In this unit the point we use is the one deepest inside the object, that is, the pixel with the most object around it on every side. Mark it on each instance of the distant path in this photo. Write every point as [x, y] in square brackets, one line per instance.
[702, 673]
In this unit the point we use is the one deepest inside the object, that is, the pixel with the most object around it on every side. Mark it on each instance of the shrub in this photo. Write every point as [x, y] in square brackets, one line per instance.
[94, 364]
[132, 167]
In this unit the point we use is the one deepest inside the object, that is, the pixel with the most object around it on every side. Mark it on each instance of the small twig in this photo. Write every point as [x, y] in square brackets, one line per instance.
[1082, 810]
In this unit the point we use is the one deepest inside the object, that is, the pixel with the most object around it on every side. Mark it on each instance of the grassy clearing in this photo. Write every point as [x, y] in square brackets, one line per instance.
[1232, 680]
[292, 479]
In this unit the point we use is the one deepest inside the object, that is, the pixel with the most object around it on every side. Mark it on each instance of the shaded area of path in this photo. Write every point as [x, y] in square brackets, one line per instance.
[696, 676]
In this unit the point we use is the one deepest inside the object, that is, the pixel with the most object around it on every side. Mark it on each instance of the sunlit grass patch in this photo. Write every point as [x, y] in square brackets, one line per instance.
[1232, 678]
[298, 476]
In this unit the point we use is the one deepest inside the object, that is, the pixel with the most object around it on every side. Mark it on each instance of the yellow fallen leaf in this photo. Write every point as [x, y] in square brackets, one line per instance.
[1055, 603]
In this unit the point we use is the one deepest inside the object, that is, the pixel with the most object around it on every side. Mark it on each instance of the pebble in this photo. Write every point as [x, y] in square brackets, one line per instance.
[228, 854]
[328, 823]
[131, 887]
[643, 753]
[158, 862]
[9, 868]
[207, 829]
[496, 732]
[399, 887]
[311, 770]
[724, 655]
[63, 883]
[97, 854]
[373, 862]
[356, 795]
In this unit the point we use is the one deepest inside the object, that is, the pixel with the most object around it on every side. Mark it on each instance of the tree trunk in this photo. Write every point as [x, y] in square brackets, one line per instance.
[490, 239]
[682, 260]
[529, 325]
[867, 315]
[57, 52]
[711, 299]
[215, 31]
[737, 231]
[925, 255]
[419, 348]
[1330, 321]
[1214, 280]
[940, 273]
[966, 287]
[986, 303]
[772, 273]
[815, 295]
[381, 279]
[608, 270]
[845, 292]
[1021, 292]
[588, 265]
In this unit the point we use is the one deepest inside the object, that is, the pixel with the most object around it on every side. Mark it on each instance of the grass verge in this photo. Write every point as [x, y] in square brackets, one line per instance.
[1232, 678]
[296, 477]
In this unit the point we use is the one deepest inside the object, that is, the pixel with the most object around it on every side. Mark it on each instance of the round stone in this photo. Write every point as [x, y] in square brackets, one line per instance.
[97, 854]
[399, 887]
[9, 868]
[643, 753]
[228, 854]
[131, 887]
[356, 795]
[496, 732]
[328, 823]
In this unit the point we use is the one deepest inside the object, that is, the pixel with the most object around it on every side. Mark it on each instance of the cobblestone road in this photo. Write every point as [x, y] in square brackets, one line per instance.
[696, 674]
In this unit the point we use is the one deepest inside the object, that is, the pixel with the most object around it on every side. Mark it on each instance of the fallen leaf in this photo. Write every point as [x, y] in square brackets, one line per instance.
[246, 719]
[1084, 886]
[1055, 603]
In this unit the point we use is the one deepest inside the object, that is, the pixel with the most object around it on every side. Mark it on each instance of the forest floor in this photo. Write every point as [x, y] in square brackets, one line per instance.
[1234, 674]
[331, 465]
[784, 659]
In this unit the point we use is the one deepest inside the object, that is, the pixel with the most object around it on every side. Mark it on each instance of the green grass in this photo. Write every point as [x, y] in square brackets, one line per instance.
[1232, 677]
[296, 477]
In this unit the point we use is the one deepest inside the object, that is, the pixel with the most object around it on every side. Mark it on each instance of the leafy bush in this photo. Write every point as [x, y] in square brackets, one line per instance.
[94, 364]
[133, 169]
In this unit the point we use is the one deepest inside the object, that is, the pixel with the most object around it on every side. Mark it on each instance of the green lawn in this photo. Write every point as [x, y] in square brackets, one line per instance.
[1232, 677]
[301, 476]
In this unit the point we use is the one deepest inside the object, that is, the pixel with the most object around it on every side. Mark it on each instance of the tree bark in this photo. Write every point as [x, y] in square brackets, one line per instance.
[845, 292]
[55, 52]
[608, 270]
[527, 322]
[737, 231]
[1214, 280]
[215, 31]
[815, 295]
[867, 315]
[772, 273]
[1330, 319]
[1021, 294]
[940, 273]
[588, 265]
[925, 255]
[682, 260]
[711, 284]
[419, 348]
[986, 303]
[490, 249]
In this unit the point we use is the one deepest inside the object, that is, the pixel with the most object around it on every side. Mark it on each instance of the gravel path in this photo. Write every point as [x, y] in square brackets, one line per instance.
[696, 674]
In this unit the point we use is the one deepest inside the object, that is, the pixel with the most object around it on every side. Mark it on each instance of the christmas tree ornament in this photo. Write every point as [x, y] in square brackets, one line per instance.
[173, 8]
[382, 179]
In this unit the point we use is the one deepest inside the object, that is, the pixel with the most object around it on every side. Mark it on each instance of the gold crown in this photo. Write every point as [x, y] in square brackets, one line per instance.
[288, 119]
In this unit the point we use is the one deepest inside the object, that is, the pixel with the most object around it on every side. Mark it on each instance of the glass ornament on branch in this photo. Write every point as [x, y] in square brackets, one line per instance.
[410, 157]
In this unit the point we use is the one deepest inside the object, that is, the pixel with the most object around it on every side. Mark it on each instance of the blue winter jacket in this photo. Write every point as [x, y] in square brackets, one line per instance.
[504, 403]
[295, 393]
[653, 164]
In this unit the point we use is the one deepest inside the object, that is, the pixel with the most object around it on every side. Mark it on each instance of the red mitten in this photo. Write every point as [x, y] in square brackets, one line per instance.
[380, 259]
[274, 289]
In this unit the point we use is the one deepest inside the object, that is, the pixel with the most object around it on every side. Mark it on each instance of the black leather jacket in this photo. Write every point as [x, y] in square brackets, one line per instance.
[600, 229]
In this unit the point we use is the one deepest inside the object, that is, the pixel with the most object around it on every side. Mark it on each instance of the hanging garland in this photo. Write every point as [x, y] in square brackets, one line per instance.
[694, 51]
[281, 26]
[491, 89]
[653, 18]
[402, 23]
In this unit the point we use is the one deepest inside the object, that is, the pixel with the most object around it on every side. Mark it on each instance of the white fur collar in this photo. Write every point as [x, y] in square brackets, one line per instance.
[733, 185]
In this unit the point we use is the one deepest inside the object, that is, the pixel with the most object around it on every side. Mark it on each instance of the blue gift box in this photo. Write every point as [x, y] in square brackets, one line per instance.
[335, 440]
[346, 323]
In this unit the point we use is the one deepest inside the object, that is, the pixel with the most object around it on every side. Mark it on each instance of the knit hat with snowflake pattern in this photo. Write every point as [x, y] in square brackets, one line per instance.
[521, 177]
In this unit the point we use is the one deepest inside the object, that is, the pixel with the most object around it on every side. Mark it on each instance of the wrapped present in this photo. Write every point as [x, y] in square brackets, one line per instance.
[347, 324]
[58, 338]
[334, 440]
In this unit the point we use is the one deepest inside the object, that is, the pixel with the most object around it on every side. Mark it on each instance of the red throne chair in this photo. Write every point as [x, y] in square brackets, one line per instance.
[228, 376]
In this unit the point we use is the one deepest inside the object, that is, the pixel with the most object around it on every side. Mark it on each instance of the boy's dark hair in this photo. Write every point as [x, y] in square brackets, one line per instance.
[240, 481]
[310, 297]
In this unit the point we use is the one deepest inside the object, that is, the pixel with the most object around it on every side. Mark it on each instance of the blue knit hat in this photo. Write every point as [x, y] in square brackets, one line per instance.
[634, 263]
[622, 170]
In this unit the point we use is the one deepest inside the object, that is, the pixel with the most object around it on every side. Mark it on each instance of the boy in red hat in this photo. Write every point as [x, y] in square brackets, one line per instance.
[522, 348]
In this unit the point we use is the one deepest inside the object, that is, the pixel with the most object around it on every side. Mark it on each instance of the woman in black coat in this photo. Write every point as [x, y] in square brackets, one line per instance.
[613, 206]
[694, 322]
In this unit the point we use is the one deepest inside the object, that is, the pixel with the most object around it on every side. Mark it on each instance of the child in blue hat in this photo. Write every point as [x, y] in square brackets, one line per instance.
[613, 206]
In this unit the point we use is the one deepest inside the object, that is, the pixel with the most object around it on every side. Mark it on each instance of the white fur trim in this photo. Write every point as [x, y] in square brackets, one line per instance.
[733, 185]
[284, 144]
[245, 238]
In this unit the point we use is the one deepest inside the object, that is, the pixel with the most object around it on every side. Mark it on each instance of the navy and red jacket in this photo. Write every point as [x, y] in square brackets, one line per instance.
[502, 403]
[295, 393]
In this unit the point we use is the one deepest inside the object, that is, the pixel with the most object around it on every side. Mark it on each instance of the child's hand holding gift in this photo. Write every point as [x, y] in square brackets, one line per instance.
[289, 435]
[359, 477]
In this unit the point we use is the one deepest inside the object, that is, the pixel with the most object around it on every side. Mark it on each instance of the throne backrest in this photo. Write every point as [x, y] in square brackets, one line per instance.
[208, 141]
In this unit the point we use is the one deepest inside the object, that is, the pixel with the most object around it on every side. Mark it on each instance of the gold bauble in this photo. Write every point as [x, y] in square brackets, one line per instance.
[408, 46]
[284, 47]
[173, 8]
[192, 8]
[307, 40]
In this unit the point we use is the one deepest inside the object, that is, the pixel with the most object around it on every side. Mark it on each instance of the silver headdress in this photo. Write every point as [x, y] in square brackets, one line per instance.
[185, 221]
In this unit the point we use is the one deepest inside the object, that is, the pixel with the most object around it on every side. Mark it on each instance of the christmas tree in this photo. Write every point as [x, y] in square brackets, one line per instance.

=======

◆ **Instructions for the task**: Print from the line containing "the child in" to the last line above, exactly as written.

◆ **Output**:
In this unit the point we use is the one deepest inside the object, that is, the pixel with the most object around it on every side. Mark it on each instance of the child in blue hat in this photo. Write every point as [x, y] in square brackets, one line per instance.
[613, 206]
In this unit the point we use is the one deepest inside the object, that is, the pixel with the most object around it on every side. Mark it on each instance of the white fur trim in this photo. Write every point as [x, y] in square brackets, one line per instance.
[733, 185]
[284, 144]
[245, 238]
In this unit the point we use is the one deepest inside the object, that is, the pixel with the most object around it on every side. Mark it on each instance of the navy and red jacket in this photo. Write every point as [x, y] in square brackets, one line per instance.
[502, 403]
[295, 393]
In this unit the point we use is the one deepest inside the object, that is, the pixel with the most object around it on every side. Mark it on each instance of the child's hand holding gift in this photo. Write every point as [x, y] in square brackets, one line per instance.
[289, 435]
[359, 477]
In this unit the point we use is the one deepest inside the object, that is, the pixel with the most object around it on every side. Mark it on each instance of the throne backrest in this photo. Write every point as [x, y] in square brackets, one line per instance.
[208, 141]
In this unit the point we use is the one deepest inside the object, that is, the pixel with the most object around it on every side. Mark it on each instance of the gold bauble in this photo. Write every point as [x, y] in square brackets, one line per instance.
[408, 46]
[284, 47]
[173, 8]
[192, 8]
[307, 40]
In this unit the point we use is the one deepest inside the object, that is, the pixel with the most object around it on every side. Mark it on each instance of the silver headdress in this photo. Write every point as [x, y] in square brackets, one line per instance.
[185, 221]
In this unit the point we use is the one deepest inside the object, that is, the pixel with the most object around it on every side. Mark it on each instance of the christmas tree in this photo. Write every point as [x, y] in square brackets, one line per instance.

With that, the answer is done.